◆ Исходный отрывок
^^^^^^^^
Снова заговорили о дяде Васе — он с детства был очень живой, ласковый, но одновременно и озорник отчаянный. Бабушка его и наказывала по-всякому, и била — ничего не помогало. Но нашлось одно наказание, которое пугало его больше всего, — это когда его привязывали на весь день веревкой к ножке стола и ставили перед ним только кружку воды и горбушку хлеба. Правда, забывал он наказания быстро, не озлоблялся, к матери снова ластился и любил играть и нянчиться с младшими сестренками. А когда родился Коля, он вдруг сбежал из дому и около года был «в бегах». Потом снова вернулся в семью, устроился учеником в мастерскую. Его там хвалили, он быстро начал зарабатывать и превратился в такого красивого и бойкого молодого человека, что на него «все барышни заглядывались». А теперь он уже и отец семейства, а пьет все больше и больше. Видимо, он в дедушку уродился.

А Николай совсем другой: он и в детстве был молчуном, играл всегда один. А теперь ему уже 28 лет, живет он с бабушкой, не женился. Выучился на механика, работает на электростанции возле вокзала. На работе его очень ценят, он не пьет, не курит, все деньги до копейки бабушке отдает. Но бабушка побаивается его, жалуется, что иногда «неделями от него слова не услышишь», и ждет она не дождется, когда он, наконец, женится.

Слушала я бабушкины размышления о том, почему у нее такие непохожие сыновья, и пришла к выводу, что наверное к Васе и к Коле в детстве очень по-разному относились, вот у них и характеры стали разные. Бабушка в молодости была властной, строгой (ее до сих пор все ее дети, и я, конечно, только на «Вы» зовут). В детстве я ее боялась. Но ведь Колю она очень любила и любит больше всех своих детей (сама говорила), почему же он так суров с нею и даже будто не очень любит? Сложно все с этими любовями…

Проводили мы бабушку до дому и отправились на вокзал. Приехали домой уже заполночь.
^^^^^^^^
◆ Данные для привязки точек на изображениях
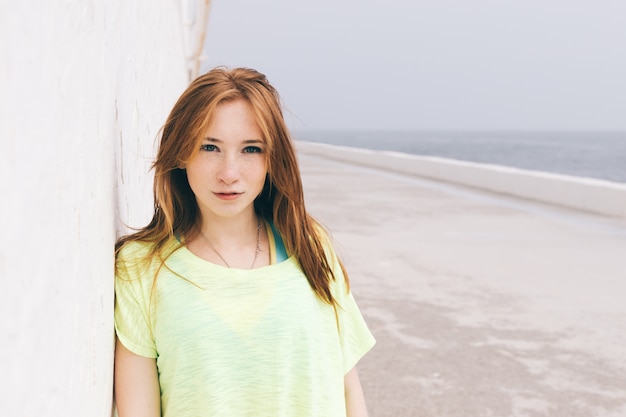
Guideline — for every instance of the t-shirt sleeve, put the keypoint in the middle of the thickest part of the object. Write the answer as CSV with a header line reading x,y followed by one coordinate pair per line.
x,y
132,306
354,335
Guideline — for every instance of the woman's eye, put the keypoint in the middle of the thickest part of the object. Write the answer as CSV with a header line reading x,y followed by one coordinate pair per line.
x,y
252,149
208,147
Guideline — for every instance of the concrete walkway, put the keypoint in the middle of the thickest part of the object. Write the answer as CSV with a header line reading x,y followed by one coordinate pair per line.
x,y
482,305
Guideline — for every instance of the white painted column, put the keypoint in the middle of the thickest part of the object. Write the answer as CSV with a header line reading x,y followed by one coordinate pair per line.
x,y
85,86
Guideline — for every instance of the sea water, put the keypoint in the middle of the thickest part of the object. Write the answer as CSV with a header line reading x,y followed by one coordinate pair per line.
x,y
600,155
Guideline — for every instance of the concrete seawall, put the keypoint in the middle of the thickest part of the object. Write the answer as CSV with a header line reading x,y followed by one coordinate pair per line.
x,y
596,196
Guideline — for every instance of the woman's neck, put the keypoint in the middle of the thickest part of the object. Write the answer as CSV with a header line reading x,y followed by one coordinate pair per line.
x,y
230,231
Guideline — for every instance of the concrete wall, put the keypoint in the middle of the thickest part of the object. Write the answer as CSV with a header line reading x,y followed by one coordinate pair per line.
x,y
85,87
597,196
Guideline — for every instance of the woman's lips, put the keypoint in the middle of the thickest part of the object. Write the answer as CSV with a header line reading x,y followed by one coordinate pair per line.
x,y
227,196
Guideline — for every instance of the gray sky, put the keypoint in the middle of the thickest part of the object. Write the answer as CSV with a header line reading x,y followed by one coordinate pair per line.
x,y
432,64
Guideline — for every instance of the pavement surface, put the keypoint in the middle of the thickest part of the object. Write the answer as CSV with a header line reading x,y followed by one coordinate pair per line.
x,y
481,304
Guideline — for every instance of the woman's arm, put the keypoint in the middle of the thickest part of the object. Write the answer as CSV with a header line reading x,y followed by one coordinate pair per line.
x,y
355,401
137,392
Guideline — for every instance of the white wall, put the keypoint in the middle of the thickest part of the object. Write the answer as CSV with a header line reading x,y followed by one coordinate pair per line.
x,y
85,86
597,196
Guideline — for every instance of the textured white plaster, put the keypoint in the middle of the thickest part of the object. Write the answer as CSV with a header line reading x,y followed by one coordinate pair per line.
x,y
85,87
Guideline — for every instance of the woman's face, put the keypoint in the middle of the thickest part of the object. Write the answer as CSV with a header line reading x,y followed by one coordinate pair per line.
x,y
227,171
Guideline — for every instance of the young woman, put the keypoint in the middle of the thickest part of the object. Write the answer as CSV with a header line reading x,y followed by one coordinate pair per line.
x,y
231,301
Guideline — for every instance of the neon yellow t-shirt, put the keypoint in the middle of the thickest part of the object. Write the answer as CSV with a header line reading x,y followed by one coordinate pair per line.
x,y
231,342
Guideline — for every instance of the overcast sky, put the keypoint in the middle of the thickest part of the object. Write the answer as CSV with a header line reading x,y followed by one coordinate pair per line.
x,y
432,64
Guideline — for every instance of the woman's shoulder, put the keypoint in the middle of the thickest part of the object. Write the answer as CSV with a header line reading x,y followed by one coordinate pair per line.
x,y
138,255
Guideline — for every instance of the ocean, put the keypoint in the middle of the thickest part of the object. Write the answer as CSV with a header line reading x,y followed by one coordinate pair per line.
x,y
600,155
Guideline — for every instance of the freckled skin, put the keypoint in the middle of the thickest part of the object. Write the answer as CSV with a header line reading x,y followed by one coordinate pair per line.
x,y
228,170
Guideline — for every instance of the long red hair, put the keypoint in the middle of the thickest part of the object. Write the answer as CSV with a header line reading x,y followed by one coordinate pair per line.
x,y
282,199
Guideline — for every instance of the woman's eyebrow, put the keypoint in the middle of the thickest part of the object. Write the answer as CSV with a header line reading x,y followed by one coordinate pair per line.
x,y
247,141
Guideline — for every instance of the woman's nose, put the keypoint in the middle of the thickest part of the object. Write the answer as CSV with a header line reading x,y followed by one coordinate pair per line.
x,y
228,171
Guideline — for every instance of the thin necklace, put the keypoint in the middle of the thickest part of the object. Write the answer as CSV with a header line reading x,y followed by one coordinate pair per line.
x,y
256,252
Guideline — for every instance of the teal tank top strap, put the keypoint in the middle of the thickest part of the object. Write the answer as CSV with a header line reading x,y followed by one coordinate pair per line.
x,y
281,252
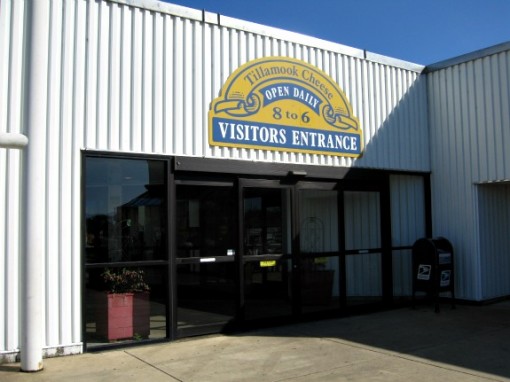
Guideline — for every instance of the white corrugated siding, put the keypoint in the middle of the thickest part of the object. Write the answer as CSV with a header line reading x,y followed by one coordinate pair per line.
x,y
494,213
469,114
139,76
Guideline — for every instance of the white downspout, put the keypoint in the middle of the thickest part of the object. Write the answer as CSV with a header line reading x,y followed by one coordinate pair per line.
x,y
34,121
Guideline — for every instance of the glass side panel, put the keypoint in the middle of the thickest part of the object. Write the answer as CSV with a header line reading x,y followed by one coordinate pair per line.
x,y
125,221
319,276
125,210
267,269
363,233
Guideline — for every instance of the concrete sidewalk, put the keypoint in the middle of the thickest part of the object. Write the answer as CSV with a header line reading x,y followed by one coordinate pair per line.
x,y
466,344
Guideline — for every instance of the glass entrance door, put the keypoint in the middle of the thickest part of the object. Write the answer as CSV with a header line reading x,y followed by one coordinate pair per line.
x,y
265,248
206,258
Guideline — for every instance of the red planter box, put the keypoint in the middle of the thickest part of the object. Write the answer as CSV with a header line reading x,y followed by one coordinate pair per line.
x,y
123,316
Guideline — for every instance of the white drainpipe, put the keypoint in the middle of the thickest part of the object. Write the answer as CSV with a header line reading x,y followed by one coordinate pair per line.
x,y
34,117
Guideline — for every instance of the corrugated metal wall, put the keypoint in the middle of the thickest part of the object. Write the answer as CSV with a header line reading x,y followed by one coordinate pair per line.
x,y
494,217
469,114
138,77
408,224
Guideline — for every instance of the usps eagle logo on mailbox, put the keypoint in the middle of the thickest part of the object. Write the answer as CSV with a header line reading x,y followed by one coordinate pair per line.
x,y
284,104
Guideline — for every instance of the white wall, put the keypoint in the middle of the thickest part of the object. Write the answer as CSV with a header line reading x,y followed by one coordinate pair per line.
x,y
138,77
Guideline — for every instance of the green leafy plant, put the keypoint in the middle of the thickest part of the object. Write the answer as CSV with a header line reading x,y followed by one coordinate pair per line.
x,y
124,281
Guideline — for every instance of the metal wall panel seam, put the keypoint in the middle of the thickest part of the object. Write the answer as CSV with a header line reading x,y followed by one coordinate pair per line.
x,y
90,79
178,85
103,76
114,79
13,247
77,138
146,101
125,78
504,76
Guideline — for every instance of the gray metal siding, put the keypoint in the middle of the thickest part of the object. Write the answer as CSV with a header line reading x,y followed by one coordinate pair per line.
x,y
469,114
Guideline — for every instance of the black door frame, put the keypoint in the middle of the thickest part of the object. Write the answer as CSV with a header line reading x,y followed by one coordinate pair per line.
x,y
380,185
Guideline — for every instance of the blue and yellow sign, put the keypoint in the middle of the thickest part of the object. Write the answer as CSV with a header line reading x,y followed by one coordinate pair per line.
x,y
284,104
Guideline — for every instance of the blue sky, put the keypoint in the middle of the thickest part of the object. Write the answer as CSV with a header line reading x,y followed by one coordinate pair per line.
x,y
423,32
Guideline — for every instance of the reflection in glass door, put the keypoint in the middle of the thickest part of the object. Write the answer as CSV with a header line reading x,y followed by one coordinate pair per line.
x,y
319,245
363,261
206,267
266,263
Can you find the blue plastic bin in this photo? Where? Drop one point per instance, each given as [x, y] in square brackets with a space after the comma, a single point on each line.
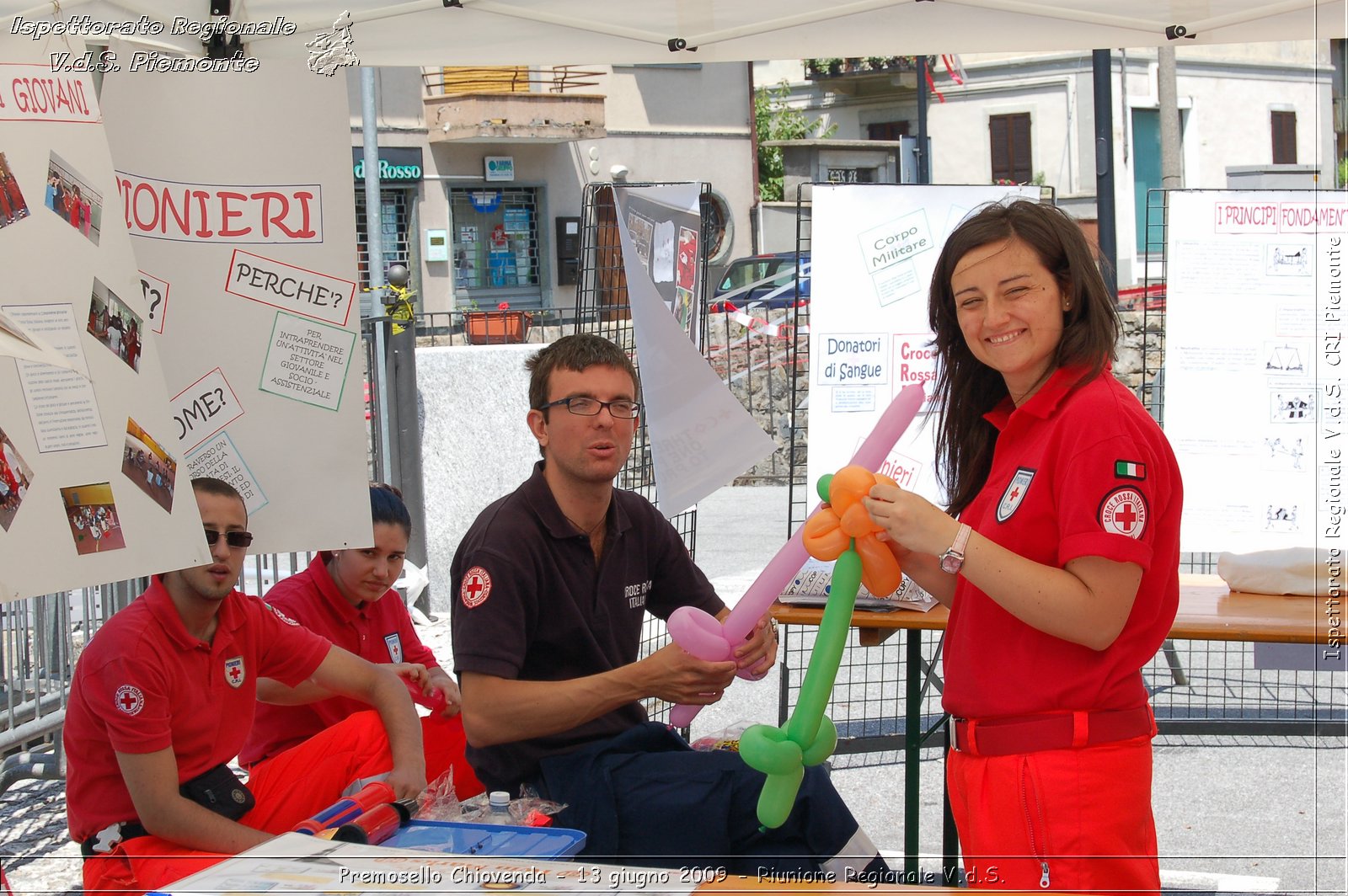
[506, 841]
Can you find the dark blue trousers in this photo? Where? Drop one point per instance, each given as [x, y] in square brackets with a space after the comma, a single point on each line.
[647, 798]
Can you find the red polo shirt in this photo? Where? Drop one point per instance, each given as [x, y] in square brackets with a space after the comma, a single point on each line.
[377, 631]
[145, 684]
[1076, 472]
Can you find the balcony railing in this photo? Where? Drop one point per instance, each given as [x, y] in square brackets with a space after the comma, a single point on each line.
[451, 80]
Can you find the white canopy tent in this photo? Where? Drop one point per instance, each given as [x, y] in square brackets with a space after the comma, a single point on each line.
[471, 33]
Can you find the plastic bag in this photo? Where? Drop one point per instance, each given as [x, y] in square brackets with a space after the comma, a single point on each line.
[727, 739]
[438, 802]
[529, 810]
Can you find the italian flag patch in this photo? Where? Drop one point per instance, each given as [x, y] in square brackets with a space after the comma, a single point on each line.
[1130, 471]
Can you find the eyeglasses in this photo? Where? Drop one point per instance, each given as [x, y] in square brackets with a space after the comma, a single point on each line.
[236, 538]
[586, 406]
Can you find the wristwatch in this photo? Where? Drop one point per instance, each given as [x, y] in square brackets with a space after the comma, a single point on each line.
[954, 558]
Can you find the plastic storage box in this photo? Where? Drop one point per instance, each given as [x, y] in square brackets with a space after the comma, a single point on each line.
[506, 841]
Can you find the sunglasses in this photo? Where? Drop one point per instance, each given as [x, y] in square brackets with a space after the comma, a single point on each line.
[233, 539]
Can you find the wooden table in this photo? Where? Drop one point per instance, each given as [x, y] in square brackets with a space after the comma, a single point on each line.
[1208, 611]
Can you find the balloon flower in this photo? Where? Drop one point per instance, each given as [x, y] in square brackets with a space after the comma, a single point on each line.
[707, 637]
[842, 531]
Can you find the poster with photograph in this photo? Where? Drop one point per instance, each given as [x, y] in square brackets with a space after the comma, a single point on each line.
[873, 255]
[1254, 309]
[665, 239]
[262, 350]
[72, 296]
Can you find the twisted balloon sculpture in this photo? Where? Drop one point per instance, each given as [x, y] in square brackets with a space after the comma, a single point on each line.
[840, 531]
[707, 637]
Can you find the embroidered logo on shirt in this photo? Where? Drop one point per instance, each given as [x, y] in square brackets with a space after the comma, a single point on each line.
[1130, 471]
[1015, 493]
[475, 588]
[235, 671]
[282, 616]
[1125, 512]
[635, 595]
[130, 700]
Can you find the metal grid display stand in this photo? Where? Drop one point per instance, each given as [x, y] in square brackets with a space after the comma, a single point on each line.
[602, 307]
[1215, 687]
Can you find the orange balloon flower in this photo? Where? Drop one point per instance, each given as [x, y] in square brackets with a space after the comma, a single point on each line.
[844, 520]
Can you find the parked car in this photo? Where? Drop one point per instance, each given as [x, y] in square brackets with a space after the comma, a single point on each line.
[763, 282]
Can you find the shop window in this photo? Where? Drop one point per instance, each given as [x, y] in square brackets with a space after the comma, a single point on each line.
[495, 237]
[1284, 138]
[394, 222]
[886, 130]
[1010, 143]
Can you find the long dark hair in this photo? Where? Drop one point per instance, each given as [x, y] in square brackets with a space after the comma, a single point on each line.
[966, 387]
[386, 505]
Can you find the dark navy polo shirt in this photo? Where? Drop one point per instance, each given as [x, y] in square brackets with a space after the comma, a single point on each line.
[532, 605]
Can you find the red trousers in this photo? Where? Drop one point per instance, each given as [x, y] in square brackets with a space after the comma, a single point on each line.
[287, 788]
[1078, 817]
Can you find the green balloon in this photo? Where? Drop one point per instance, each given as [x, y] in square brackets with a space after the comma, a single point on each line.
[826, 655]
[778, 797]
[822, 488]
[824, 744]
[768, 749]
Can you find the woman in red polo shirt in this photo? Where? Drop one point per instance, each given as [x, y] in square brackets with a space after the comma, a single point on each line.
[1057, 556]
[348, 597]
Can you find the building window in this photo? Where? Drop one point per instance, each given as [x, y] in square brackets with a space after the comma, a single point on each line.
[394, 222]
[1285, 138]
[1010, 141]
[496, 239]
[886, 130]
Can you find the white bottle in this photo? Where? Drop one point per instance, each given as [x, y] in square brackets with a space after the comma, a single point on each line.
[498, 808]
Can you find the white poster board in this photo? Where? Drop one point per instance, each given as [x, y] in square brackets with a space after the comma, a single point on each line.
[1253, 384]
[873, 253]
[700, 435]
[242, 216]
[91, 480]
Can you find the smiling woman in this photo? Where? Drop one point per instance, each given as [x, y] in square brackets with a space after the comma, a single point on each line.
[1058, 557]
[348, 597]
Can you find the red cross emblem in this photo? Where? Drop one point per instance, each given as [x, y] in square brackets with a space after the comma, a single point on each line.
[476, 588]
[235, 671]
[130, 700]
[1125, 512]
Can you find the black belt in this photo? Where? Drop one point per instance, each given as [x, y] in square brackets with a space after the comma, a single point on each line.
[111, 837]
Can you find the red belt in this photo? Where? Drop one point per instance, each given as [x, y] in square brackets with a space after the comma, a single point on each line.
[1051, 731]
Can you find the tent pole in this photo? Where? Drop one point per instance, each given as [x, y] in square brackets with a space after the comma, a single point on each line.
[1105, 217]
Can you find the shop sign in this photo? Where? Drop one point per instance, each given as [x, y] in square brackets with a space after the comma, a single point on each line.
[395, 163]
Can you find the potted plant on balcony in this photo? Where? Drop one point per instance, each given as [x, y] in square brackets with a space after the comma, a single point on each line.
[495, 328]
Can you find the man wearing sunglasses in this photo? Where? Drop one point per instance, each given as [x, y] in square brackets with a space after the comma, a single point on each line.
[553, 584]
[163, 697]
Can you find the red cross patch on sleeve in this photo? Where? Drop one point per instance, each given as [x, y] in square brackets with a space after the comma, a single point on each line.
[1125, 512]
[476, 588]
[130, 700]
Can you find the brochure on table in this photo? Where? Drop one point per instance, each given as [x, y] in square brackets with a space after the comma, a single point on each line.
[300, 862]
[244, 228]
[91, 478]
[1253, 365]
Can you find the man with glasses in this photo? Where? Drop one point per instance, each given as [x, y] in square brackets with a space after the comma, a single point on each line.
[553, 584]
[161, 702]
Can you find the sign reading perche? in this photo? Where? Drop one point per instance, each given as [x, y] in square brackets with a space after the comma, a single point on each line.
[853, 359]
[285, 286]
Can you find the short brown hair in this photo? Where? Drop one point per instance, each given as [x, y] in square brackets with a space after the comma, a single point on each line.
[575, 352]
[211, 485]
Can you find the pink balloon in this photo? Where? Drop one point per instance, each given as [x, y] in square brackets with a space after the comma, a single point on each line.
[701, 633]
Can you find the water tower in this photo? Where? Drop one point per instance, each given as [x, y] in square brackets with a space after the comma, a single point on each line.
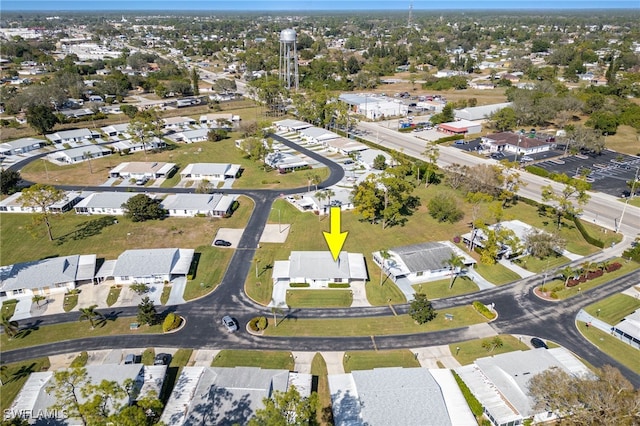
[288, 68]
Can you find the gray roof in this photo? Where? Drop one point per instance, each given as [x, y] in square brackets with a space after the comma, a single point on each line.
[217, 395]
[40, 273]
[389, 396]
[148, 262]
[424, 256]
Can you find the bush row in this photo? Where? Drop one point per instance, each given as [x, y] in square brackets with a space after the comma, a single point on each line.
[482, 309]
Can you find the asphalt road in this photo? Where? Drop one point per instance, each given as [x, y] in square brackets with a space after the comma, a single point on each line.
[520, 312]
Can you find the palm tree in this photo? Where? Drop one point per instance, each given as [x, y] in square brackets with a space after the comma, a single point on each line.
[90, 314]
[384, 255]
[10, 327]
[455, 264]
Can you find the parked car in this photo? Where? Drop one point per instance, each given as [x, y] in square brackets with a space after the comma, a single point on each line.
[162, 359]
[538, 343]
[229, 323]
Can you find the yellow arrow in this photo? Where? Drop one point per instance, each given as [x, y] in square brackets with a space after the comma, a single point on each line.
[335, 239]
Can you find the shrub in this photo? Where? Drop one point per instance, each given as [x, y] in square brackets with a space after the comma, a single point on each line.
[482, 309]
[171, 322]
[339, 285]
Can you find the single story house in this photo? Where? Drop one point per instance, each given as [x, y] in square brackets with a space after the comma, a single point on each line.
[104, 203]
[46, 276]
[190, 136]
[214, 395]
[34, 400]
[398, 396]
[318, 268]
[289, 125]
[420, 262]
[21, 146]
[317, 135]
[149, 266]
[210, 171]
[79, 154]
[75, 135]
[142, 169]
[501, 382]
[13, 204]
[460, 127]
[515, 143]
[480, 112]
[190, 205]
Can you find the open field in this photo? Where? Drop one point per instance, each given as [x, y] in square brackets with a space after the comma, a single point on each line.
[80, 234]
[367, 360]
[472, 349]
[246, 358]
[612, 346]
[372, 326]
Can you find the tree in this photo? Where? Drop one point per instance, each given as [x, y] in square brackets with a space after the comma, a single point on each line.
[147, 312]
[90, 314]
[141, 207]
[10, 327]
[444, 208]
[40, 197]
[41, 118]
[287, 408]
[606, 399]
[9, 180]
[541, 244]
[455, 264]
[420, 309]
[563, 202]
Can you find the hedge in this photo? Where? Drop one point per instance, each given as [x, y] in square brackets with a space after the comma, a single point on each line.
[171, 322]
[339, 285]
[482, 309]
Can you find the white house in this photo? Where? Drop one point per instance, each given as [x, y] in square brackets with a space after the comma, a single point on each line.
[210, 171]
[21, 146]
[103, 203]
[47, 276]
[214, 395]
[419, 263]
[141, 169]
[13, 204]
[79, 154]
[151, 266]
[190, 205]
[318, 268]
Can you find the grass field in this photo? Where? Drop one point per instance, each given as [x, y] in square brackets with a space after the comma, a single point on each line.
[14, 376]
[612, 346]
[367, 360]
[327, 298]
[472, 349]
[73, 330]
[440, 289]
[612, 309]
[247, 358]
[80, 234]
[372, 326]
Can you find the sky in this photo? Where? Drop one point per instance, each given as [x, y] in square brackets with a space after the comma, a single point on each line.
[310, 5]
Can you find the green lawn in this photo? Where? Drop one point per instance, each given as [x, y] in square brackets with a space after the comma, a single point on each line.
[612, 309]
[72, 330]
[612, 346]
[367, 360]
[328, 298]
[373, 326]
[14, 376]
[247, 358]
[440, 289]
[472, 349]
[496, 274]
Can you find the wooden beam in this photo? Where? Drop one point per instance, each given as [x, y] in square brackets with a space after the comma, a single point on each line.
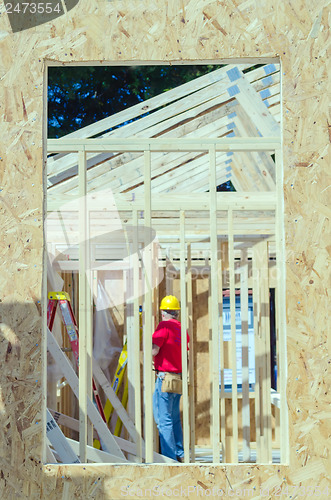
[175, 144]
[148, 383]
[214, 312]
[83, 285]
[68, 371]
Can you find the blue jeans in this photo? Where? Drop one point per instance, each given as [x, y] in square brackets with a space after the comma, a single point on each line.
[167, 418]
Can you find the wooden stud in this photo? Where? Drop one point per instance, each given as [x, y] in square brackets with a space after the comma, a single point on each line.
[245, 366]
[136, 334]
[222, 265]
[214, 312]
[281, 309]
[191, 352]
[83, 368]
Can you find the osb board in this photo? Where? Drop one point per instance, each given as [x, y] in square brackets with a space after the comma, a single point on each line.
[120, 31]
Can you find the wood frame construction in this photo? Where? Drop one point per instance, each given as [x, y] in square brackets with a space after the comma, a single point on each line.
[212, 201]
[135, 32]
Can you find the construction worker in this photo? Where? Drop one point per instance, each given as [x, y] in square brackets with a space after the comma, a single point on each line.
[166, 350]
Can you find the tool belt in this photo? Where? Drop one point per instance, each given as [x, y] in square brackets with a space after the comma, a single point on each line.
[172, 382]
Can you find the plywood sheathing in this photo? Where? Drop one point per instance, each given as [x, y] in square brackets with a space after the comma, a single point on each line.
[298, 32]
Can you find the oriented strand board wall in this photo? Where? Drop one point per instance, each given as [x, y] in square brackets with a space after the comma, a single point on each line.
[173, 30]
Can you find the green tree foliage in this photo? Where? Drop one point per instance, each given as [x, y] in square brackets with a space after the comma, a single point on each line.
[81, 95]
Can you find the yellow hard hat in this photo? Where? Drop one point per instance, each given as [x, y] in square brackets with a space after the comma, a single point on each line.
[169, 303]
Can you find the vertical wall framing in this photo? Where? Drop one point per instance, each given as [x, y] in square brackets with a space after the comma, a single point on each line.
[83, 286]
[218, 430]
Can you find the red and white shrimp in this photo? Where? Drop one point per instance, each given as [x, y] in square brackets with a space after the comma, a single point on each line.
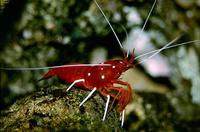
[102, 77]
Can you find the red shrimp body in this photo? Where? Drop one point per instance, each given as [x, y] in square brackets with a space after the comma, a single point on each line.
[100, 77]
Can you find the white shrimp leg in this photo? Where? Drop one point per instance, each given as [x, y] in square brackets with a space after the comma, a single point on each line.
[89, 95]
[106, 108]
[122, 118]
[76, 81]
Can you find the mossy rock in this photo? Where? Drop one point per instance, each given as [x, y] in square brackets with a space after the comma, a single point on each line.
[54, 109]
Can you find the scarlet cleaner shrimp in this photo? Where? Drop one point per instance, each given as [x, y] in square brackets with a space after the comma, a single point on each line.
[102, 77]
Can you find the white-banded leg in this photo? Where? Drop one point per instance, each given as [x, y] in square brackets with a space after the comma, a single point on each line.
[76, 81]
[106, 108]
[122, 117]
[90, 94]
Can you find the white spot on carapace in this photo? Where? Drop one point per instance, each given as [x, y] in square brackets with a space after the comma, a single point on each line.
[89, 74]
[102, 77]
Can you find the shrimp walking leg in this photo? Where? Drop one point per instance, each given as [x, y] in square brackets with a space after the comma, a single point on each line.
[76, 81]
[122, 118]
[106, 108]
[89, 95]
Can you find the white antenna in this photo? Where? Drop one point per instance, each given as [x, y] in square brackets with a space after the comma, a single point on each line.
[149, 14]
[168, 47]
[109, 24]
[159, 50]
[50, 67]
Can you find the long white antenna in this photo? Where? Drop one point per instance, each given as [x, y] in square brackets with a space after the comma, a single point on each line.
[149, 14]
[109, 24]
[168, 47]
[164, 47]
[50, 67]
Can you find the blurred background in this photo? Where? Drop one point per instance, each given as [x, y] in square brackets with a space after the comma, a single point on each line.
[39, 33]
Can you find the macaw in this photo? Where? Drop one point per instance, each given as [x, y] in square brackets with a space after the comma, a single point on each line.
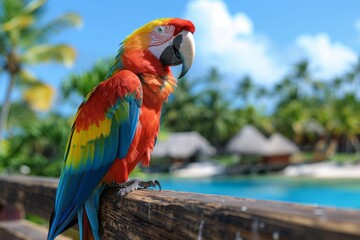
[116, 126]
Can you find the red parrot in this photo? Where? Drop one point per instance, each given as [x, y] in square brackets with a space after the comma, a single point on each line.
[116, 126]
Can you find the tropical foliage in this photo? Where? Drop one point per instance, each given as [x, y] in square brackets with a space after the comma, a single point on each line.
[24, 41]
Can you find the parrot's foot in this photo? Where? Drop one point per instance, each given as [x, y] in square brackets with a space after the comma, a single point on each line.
^^^^^^^^
◆ Условие задания
Где, согласно отрывку о бабушкиных сыновьях, работает Николай? Эти строки — отдельный материал, к отрывку они не относятся.

◆ Решение
Николай работает на электростанции возле вокзала.